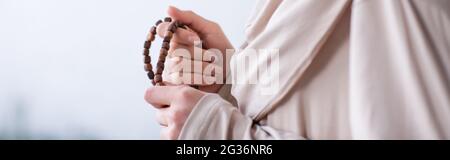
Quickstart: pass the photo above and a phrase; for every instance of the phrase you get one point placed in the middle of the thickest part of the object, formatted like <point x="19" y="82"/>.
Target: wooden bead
<point x="172" y="27"/>
<point x="151" y="75"/>
<point x="159" y="71"/>
<point x="148" y="67"/>
<point x="166" y="45"/>
<point x="158" y="78"/>
<point x="162" y="58"/>
<point x="160" y="65"/>
<point x="158" y="22"/>
<point x="146" y="52"/>
<point x="147" y="44"/>
<point x="167" y="39"/>
<point x="168" y="34"/>
<point x="150" y="37"/>
<point x="167" y="19"/>
<point x="163" y="51"/>
<point x="153" y="30"/>
<point x="147" y="59"/>
<point x="179" y="24"/>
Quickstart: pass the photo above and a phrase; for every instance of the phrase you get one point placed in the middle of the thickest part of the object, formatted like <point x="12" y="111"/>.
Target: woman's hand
<point x="173" y="104"/>
<point x="211" y="36"/>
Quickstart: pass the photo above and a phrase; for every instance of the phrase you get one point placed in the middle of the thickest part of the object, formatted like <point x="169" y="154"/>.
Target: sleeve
<point x="400" y="69"/>
<point x="215" y="118"/>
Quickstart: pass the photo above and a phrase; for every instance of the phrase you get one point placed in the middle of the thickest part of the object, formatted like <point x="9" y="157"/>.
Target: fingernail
<point x="194" y="38"/>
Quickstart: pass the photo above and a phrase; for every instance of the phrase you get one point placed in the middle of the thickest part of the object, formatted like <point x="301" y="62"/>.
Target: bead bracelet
<point x="156" y="77"/>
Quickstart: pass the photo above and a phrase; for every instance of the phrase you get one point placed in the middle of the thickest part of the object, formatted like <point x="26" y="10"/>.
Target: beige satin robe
<point x="349" y="69"/>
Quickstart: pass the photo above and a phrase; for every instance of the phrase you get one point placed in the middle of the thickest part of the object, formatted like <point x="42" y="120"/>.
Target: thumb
<point x="189" y="18"/>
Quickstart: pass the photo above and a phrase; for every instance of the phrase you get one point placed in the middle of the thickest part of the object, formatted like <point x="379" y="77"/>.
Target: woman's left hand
<point x="173" y="104"/>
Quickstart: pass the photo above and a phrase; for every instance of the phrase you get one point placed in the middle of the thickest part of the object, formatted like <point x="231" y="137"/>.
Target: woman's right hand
<point x="212" y="38"/>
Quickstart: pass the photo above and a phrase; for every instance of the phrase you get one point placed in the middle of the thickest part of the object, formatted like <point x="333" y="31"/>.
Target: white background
<point x="73" y="69"/>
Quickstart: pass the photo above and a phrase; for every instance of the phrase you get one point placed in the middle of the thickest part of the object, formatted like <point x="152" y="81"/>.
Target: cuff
<point x="196" y="123"/>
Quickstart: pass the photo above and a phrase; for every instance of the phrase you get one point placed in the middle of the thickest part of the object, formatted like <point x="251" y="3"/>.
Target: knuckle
<point x="148" y="95"/>
<point x="184" y="93"/>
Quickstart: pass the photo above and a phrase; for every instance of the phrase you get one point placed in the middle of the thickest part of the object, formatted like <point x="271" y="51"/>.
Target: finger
<point x="161" y="95"/>
<point x="177" y="64"/>
<point x="186" y="51"/>
<point x="194" y="21"/>
<point x="192" y="79"/>
<point x="181" y="35"/>
<point x="162" y="117"/>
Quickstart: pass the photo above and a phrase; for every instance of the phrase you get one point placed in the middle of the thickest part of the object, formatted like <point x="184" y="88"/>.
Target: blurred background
<point x="73" y="69"/>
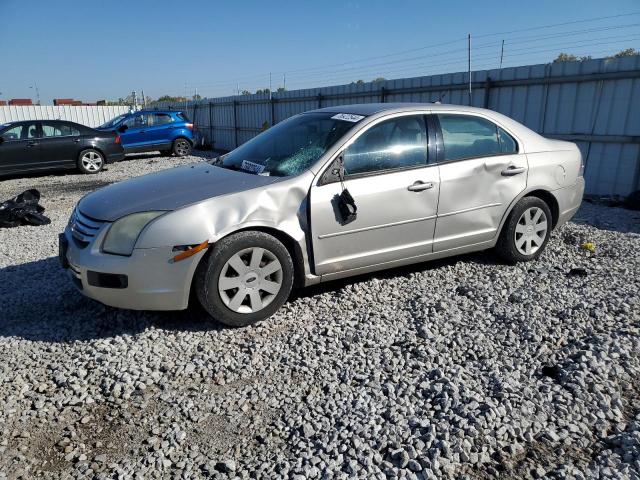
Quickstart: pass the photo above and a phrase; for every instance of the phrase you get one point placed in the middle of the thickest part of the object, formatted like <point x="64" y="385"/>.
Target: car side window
<point x="159" y="119"/>
<point x="137" y="121"/>
<point x="507" y="143"/>
<point x="59" y="130"/>
<point x="466" y="136"/>
<point x="393" y="144"/>
<point x="14" y="133"/>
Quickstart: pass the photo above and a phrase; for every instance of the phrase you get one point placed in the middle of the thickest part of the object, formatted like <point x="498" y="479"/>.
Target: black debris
<point x="23" y="210"/>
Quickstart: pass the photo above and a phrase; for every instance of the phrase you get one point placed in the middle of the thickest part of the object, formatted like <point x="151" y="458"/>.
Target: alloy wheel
<point x="182" y="148"/>
<point x="250" y="280"/>
<point x="92" y="161"/>
<point x="531" y="231"/>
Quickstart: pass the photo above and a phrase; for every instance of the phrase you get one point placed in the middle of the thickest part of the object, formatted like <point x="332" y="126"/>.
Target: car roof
<point x="159" y="111"/>
<point x="368" y="109"/>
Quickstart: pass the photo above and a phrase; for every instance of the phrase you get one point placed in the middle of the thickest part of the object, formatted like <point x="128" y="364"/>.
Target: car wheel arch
<point x="182" y="137"/>
<point x="90" y="146"/>
<point x="539" y="192"/>
<point x="286" y="239"/>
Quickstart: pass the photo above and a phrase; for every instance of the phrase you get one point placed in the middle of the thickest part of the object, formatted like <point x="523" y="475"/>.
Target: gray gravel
<point x="459" y="368"/>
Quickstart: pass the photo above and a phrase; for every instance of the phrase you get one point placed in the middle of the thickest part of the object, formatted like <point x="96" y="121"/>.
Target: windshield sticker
<point x="348" y="117"/>
<point x="252" y="167"/>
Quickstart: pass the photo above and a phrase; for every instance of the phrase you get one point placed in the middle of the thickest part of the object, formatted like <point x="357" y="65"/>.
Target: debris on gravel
<point x="460" y="368"/>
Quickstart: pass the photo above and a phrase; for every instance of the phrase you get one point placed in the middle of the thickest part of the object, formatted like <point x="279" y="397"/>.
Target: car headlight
<point x="123" y="234"/>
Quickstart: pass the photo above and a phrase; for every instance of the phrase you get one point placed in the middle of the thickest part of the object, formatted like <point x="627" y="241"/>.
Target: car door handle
<point x="511" y="170"/>
<point x="419" y="186"/>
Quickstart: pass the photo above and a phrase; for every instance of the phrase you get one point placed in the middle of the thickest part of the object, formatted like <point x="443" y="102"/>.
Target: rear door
<point x="481" y="172"/>
<point x="59" y="145"/>
<point x="19" y="149"/>
<point x="159" y="126"/>
<point x="396" y="193"/>
<point x="135" y="136"/>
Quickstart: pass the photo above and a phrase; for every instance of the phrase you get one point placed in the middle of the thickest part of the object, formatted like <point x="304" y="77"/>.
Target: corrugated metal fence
<point x="595" y="103"/>
<point x="91" y="116"/>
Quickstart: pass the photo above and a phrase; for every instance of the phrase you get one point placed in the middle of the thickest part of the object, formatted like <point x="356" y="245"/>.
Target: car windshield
<point x="113" y="122"/>
<point x="290" y="147"/>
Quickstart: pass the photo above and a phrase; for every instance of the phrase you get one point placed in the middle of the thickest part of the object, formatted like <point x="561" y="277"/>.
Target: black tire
<point x="90" y="161"/>
<point x="211" y="268"/>
<point x="182" y="147"/>
<point x="507" y="247"/>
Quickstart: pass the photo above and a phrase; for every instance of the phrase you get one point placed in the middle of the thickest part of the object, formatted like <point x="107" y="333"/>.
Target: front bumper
<point x="569" y="200"/>
<point x="152" y="280"/>
<point x="115" y="157"/>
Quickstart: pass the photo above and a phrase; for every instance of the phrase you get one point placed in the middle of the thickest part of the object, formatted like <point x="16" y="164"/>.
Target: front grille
<point x="84" y="228"/>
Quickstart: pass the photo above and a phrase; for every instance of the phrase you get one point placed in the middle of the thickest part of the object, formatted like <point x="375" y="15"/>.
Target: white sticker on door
<point x="348" y="117"/>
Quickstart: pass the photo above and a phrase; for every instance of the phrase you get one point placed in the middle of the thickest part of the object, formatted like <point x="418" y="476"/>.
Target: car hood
<point x="168" y="190"/>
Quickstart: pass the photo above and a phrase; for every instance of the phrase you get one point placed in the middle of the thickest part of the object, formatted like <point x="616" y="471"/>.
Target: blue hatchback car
<point x="170" y="132"/>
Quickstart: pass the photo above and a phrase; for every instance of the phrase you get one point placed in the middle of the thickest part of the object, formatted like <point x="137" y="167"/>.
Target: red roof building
<point x="20" y="101"/>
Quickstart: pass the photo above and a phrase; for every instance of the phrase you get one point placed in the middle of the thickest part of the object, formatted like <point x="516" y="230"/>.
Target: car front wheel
<point x="526" y="232"/>
<point x="245" y="278"/>
<point x="90" y="161"/>
<point x="181" y="147"/>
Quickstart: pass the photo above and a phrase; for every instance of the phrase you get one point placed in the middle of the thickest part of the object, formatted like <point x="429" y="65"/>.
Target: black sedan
<point x="34" y="145"/>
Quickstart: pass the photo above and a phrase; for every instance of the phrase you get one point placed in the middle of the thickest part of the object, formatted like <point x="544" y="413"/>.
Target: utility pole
<point x="35" y="87"/>
<point x="185" y="96"/>
<point x="469" y="66"/>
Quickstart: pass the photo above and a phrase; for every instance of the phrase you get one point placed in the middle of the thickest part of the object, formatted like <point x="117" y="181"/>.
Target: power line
<point x="376" y="70"/>
<point x="313" y="71"/>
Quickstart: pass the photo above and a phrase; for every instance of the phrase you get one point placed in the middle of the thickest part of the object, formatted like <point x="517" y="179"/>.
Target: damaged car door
<point x="386" y="172"/>
<point x="19" y="147"/>
<point x="481" y="173"/>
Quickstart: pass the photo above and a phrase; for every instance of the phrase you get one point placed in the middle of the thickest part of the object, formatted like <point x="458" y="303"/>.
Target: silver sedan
<point x="326" y="194"/>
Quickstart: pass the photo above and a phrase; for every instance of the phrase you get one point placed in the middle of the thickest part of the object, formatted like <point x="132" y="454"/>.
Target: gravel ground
<point x="459" y="368"/>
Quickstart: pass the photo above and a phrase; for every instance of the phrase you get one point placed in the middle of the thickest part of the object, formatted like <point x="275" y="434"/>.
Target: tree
<point x="569" y="57"/>
<point x="169" y="98"/>
<point x="565" y="57"/>
<point x="627" y="52"/>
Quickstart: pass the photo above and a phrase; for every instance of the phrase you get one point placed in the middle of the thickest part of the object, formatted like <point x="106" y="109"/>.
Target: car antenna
<point x="440" y="98"/>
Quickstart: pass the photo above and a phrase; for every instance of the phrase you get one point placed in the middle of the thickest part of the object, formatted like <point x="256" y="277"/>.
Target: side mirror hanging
<point x="347" y="207"/>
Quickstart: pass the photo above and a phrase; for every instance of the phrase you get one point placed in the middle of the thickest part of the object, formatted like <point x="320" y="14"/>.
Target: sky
<point x="95" y="49"/>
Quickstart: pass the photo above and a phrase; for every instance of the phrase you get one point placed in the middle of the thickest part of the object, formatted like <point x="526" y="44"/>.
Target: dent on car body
<point x="282" y="207"/>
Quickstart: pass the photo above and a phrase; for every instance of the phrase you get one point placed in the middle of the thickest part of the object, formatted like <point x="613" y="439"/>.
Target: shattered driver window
<point x="290" y="147"/>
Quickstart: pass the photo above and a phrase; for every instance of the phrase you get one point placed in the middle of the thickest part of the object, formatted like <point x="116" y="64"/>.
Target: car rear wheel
<point x="245" y="278"/>
<point x="526" y="232"/>
<point x="181" y="147"/>
<point x="90" y="161"/>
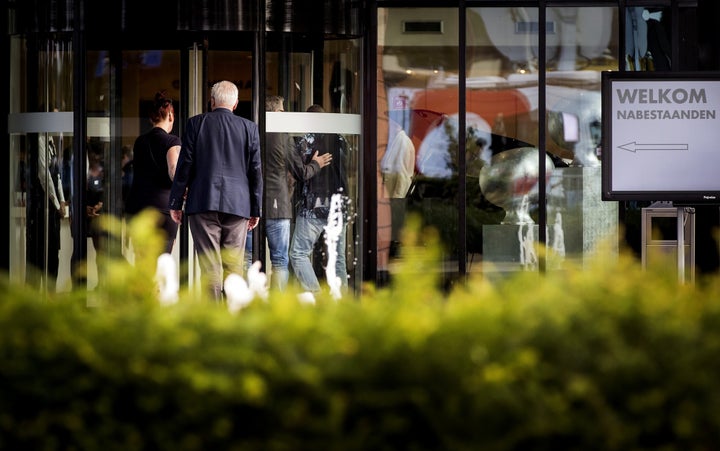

● Problem requirements
Collect every line of the items above that contains the word "side", matching case exactly.

● Exercise output
Target: car side window
Target: side mirror hanging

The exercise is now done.